• [TAREA PEDIDA]:
¿Puedes reproducir sin cambios las filas de abajo, empezando en la línea que contiene "Mark one point on every instance of the fingers" y terminando con la línea que contiene "pixel 591 276"?

• [FILAS DE ENTRADA]:
* * * * * * *

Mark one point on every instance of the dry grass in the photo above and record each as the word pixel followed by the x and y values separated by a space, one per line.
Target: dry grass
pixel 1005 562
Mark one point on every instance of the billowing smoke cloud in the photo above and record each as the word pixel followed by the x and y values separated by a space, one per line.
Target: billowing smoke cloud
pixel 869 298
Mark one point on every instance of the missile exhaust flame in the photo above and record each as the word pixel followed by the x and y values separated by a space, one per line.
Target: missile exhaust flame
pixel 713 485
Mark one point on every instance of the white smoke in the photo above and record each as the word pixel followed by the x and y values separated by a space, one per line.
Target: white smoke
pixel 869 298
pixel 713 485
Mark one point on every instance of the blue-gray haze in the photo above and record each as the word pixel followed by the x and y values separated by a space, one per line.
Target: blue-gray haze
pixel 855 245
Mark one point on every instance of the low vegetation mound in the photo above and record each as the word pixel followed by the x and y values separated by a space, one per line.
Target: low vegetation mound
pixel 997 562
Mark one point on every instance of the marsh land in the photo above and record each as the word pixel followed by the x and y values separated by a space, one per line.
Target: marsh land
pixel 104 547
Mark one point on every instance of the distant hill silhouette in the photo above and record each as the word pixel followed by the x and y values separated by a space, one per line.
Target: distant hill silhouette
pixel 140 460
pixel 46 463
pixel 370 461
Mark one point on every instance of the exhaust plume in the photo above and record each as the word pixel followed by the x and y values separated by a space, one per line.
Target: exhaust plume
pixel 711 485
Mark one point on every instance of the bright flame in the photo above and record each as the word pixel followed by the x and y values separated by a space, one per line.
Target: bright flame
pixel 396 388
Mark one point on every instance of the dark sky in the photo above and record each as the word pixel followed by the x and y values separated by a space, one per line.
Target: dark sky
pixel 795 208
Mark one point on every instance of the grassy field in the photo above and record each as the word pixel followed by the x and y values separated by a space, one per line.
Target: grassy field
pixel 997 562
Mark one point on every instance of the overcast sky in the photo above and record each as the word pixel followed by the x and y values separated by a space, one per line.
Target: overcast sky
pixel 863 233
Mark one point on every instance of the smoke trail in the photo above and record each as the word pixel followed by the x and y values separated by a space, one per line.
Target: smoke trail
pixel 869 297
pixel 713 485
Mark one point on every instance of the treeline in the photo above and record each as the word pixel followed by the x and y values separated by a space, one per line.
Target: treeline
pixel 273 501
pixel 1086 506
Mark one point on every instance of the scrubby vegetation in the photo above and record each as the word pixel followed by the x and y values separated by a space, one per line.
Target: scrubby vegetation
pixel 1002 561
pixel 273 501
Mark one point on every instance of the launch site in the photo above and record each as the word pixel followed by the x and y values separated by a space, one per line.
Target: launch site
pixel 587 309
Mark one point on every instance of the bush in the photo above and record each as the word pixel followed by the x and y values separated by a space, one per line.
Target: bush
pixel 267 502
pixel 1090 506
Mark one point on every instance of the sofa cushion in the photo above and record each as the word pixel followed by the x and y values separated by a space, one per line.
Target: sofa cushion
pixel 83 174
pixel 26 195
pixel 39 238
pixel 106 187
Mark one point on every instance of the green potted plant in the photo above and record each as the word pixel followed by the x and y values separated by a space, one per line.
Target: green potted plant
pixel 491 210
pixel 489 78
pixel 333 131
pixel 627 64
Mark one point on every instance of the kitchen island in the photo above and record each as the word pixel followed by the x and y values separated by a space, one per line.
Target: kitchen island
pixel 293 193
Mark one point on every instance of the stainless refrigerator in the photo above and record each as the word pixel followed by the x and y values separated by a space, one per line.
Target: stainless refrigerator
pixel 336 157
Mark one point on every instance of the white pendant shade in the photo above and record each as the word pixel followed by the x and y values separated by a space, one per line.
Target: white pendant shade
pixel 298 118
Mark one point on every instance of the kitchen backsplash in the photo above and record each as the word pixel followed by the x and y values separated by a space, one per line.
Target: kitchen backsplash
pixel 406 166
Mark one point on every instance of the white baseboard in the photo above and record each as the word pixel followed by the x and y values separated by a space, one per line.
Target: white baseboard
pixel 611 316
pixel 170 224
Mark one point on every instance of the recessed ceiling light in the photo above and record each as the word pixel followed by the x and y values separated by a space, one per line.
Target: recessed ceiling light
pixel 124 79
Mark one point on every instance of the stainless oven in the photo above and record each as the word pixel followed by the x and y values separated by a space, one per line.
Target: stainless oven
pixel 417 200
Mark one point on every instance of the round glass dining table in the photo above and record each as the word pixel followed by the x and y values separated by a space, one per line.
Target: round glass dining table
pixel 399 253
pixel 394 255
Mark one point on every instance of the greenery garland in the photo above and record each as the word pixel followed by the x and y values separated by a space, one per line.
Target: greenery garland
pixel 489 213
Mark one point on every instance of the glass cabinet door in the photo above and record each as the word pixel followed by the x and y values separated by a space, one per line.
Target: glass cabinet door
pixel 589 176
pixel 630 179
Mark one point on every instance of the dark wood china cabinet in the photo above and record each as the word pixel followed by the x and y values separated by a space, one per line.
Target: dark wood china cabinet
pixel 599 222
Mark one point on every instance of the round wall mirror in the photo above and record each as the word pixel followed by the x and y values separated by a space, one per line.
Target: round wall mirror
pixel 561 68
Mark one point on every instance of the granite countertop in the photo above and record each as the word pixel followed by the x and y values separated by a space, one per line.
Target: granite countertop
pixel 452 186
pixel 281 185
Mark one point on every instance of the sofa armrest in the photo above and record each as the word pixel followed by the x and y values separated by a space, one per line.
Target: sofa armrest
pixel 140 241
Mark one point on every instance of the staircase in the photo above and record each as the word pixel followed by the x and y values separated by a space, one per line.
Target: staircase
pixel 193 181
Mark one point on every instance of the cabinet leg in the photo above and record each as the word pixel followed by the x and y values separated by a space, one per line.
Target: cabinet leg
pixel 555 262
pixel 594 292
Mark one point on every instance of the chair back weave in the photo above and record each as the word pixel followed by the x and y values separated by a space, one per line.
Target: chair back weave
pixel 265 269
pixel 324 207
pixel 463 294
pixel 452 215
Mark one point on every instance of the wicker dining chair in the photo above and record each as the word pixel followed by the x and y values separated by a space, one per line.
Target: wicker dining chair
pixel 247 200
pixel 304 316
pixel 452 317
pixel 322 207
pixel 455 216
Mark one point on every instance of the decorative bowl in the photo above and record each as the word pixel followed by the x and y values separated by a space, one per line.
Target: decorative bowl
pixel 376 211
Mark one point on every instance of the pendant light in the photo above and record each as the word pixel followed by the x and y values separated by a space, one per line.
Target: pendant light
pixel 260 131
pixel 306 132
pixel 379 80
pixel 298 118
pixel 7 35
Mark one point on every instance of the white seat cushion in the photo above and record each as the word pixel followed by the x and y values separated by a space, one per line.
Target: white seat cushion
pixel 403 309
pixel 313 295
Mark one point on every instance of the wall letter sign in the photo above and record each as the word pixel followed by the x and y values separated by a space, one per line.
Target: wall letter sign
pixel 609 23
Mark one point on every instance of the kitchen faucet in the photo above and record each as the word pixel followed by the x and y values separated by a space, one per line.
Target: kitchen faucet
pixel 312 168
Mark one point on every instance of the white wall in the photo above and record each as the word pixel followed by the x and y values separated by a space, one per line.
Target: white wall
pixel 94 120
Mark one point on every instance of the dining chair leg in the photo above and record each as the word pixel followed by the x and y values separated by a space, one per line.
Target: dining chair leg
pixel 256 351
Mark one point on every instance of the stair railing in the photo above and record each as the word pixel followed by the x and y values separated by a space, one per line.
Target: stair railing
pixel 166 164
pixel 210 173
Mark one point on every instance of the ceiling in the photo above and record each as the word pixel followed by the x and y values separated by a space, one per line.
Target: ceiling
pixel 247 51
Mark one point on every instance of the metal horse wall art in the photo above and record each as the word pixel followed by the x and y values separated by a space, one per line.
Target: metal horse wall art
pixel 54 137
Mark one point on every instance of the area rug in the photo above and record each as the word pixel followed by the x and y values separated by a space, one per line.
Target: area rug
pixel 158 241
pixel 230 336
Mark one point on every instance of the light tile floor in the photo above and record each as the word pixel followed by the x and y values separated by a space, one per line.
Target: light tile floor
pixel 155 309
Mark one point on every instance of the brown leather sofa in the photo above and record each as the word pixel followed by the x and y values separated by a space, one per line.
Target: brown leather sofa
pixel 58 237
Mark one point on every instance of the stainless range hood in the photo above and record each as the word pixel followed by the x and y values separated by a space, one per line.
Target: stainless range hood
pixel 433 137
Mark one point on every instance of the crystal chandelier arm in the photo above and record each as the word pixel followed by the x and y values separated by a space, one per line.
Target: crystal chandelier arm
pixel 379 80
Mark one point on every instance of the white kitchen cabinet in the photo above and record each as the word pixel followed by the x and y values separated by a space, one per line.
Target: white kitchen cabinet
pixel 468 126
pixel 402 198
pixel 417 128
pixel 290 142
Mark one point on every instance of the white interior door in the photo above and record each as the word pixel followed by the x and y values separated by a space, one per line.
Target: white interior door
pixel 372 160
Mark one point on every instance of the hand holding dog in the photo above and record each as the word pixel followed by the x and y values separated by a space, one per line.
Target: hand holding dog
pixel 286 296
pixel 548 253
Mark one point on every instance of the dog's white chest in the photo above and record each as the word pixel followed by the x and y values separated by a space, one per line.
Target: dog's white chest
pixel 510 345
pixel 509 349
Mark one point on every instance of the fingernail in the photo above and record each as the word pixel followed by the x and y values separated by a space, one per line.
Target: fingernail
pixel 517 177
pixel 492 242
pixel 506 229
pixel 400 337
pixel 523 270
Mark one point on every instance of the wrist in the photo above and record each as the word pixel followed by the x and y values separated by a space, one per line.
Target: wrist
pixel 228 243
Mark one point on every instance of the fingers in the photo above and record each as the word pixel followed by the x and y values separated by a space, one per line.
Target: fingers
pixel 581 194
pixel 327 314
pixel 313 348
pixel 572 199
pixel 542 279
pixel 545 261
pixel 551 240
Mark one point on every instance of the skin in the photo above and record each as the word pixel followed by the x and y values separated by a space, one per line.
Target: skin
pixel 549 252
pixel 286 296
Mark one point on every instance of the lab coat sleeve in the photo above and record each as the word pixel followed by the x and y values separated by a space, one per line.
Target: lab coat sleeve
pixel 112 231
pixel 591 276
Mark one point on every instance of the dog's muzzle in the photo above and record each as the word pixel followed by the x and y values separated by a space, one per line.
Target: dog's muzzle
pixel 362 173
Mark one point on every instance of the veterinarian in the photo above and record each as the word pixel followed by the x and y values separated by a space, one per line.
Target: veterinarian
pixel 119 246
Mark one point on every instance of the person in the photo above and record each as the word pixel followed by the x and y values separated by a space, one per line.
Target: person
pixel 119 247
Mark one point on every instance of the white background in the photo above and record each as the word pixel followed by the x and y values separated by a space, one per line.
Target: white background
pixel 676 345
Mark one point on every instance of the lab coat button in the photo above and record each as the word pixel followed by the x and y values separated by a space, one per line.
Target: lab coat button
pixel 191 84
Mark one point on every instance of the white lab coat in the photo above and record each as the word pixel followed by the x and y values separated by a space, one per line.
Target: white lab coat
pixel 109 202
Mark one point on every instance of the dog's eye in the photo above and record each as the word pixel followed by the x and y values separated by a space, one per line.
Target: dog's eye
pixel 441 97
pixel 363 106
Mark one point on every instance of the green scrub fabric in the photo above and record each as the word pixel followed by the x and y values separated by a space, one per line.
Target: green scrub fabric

* * * * * * *

• [RESULTADO DE TAREA]:
Mark one point on every instance of the fingers in the photo above and record each as the word pixel followed by the x and y values separated by a space, one per line.
Target: fingers
pixel 581 194
pixel 327 314
pixel 313 348
pixel 572 199
pixel 542 279
pixel 545 261
pixel 551 240
Mark one point on every instance of the skin in the photo above and record each as the word pixel followed by the x and y values separated by a space, one per line.
Target: skin
pixel 549 252
pixel 286 296
Mark one point on every instance of the lab coat sleeve in the photo above and record each as the word pixel followed by the x and y values separated by a space, one per line.
Target: lab coat sleeve
pixel 112 231
pixel 591 276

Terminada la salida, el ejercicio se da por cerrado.